_Stated goal_
Quote all of the material below word for word, but omit the pictures.

Records for identifying positions

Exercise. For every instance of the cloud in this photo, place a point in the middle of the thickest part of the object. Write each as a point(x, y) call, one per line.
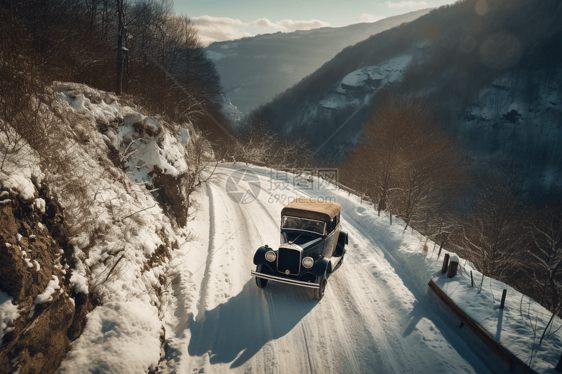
point(291, 25)
point(214, 29)
point(406, 4)
point(370, 18)
point(265, 23)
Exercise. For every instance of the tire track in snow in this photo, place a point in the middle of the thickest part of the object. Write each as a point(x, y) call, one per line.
point(205, 281)
point(356, 328)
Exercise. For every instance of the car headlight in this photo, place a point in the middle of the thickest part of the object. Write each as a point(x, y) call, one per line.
point(270, 256)
point(307, 262)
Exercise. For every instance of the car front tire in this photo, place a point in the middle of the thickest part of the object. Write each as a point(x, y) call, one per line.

_Result of the exercise_
Exercise. For every instance of the cloud in this photo, place a point in the middle of the thickest part of the object. Write each as a point(x, y) call, one per line.
point(291, 25)
point(214, 29)
point(406, 4)
point(370, 18)
point(265, 23)
Exercise. For every instance of the tire track in snow in this photo, place a point in the middle of the thickest part of the object. Write each as a point(x, y) call, one per line.
point(205, 281)
point(356, 328)
Exercise. For every instance of the car headlight in this photo, place a point in the middle of the thickest part of the object. Write each as a point(x, y) call, one per line.
point(270, 256)
point(307, 262)
Exercise. For every instance of the car front tire in this photo, place a point in the middle of the thickest part of the object. Write each as a point(x, y) call, one per line.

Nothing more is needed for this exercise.